--- RECORDS TO USE ---
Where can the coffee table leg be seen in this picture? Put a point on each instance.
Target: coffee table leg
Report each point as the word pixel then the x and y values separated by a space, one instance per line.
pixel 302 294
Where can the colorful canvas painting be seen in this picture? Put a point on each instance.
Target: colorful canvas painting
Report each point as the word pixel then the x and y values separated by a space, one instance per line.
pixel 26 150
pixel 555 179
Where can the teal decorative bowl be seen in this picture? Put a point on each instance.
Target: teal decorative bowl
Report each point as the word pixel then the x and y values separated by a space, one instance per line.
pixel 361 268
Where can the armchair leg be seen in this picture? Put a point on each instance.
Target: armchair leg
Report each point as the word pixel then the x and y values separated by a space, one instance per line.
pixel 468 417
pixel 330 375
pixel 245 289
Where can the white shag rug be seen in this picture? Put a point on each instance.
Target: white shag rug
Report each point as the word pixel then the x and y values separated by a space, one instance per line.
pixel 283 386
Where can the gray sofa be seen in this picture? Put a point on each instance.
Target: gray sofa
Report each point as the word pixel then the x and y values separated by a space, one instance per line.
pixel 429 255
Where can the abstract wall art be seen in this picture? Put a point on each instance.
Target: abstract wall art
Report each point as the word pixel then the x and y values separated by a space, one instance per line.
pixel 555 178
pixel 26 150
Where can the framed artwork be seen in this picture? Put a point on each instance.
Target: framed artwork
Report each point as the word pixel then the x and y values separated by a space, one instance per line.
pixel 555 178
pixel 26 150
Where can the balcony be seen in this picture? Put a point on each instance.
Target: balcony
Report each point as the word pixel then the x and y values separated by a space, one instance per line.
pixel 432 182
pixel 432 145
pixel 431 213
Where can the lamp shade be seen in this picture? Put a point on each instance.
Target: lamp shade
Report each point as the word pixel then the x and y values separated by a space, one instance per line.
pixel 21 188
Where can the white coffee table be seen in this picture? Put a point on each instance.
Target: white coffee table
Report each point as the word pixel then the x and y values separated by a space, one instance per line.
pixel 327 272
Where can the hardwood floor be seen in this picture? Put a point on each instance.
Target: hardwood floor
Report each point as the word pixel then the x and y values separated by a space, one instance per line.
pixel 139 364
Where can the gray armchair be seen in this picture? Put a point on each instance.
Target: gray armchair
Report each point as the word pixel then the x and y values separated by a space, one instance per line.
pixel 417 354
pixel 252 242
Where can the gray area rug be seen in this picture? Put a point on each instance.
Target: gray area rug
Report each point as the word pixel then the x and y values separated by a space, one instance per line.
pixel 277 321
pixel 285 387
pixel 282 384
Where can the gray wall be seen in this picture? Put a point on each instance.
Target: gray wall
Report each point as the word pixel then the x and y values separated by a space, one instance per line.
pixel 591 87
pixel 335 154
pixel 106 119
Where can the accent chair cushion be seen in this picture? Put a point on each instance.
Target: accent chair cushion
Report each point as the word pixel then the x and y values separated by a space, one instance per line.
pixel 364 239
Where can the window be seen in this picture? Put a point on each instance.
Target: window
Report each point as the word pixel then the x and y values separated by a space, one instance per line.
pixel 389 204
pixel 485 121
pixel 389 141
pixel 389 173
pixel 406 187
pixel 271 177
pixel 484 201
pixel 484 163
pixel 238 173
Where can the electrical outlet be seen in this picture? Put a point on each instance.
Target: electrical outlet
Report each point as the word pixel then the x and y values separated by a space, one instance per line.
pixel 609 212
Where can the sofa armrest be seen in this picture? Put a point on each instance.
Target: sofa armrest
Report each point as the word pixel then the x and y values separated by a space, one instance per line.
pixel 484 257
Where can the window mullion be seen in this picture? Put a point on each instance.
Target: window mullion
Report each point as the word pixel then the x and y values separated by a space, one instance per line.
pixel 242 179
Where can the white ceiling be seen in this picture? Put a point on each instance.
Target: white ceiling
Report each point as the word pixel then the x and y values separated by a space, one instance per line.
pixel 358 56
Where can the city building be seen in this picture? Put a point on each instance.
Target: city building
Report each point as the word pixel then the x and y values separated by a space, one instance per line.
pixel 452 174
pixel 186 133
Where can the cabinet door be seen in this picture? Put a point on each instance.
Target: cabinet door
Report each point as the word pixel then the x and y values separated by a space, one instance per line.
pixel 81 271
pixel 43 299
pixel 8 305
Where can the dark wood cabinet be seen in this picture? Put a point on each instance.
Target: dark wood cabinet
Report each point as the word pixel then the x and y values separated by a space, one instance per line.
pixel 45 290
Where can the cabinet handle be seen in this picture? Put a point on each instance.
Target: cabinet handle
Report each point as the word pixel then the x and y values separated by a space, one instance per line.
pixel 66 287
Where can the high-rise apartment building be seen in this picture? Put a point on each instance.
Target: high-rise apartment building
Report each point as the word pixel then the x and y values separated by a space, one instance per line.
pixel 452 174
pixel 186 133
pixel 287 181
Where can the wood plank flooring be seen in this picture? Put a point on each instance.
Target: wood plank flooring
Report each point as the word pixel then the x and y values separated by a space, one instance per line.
---
* TASK TO COMPLETE *
Having read the records above, print them out again exactly.

* RESULT FOR THIS TASK *
Where can the coffee table leg be seen in this picture? Put a point on each instance.
Target: coffee table leg
Report each point as the word pixel then the x and y values separated by a space, one instance per line.
pixel 302 294
Where can the colorful canvas painting be seen in this picture? Put a point on each instance.
Target: colorful canvas painting
Report each point as the word pixel then the x and y values separated by a space, one instance per line.
pixel 26 150
pixel 555 179
Where can the teal decorative bowl be seen in this picture? Put a point on each instance.
Target: teal decorative bowl
Report each point as the word pixel then the x and y values separated by a space, one instance per line.
pixel 361 268
Where can the armchair leg be seen in this picture? Put a point on each instance.
Target: armchair leg
Report each point as the word pixel then the x and y values separated by a space, one instance per line.
pixel 468 417
pixel 330 375
pixel 245 289
Where can the white shag rug be seen in this picture? Put a point on each instance.
Target: white shag rug
Report each point as the word pixel then the x and y values separated by a space, one instance per line.
pixel 283 386
Where can the gray sofa be seen in this picture? Put a point on each instance.
Target: gray sofa
Report each point as the word pixel then the x and y values separated by a space, one instance per line.
pixel 429 255
Where can the abstract wall art be seen in this picture? Put a point on each instance.
Target: abstract wall art
Report each point as the word pixel then the x and y values separated by a space, one instance per line.
pixel 555 178
pixel 26 150
Where can the framed artwork be seen in this picture? Put a point on each instance.
Target: framed artwork
Report each point as the word pixel then the x and y values separated by a space, one instance per line.
pixel 555 178
pixel 26 150
Where can the balcony be seen in this picture? Put a point on each instance.
Target: balcony
Report each point as the word pixel then the x and y values separated by a space, one instance per line.
pixel 432 182
pixel 432 145
pixel 431 213
Where can the lamp shade be seen in this picture? Put a point on each instance.
Target: lamp shade
Report each point as the word pixel then the x and y values separated by a space, one instance per line.
pixel 21 188
Where can the white coffee table be seen in this picture? Put a point on each instance.
Target: white coffee table
Report each point as the word pixel then the x and y values separated by a space, one instance per line.
pixel 327 272
Where can the hardwood floor be seen in this picture? Put a point on each instance.
Target: hardwood floor
Report each point as the word pixel then the x and y values separated by a space, one instance per line.
pixel 139 364
Where can the gray armchair be seen in this picture? Put a point on each instance.
Target: gray armchair
Report each point as the word pixel then the x and y values separated by a space, one instance per line.
pixel 417 354
pixel 252 242
Where can the gray area rug be seen in this picture? Put a point on each instance.
Target: gray area rug
Report each point as the word pixel then the x and y values separated by a space, one instance per line.
pixel 277 321
pixel 285 387
pixel 282 384
Where can the gray wall be seen in this picture? Put a point on each instance.
Target: gray wall
Report each point as the word pixel then the x and y values separated by a space, one instance per line.
pixel 591 87
pixel 335 154
pixel 106 119
Where can the accent chair cushion be seen in this picture? Put a point on each instance.
Target: accent chair cushion
Report each point as the word pixel then the x and y values separated by a space, one instance per line.
pixel 364 239
Where can the window be seen in this picture? Put a point on each instance.
Target: window
Report each point as the word pixel then the x and y values separated by a space, one instance per line.
pixel 389 204
pixel 485 121
pixel 389 141
pixel 389 173
pixel 406 187
pixel 271 177
pixel 484 201
pixel 484 163
pixel 238 173
Where can the electrical outlet be seen in this picture? Put a point on each instance.
Target: electrical outlet
Report each point as the word pixel then the x and y values separated by a space, one instance per line.
pixel 609 212
Where can the sofa armrest be seen in this picture? Put a point on each instance.
Target: sofa armrest
Report each point as the word pixel then the x and y values separated by a space, one instance per line.
pixel 484 257
Where can the window mullion be seen in this picture? Put a point on each instance.
Target: window mullion
Report each point as the word pixel then the x and y values separated by a space, one instance per line.
pixel 242 179
Where can the white ceiling be seen in this picture? Put a point on each instance.
Target: white ceiling
Report each point as the word pixel then the x and y values separated by a space, one instance per line.
pixel 358 56
Where can the city building be seen in this picture? Put a point on each instance.
Target: city building
Report each point as the word pixel then the x and y values separated by a space, one instance per line.
pixel 452 174
pixel 186 133
Where can the cabinet door be seen in this picture? Put a point on each instance.
Target: cabinet door
Report each point as the word pixel then the x and y values separated by a space, one instance per line.
pixel 81 271
pixel 43 299
pixel 8 305
Where can the dark wood cabinet be seen in this picture? Put a point on each instance.
Target: dark wood cabinet
Report each point as the word pixel then the x and y values separated by a space, one instance per line.
pixel 45 290
Where can the cabinet handle be seen in this picture? Put a point on each instance.
Target: cabinet handle
Report each point as the word pixel then the x and y values separated by a space, one instance per line.
pixel 66 287
Where can the high-rise apartment building be seen in this picture? Put a point on each instance.
Target: high-rise apartment building
Report each point as the word pixel then the x and y values separated by a space, one instance per line.
pixel 452 174
pixel 186 133
pixel 287 181
Where can the wood plank flooring be seen in this picture? Put a point on each instance.
Target: wood plank flooring
Report each point as the word pixel then the x and y values separated by a space, one instance per line.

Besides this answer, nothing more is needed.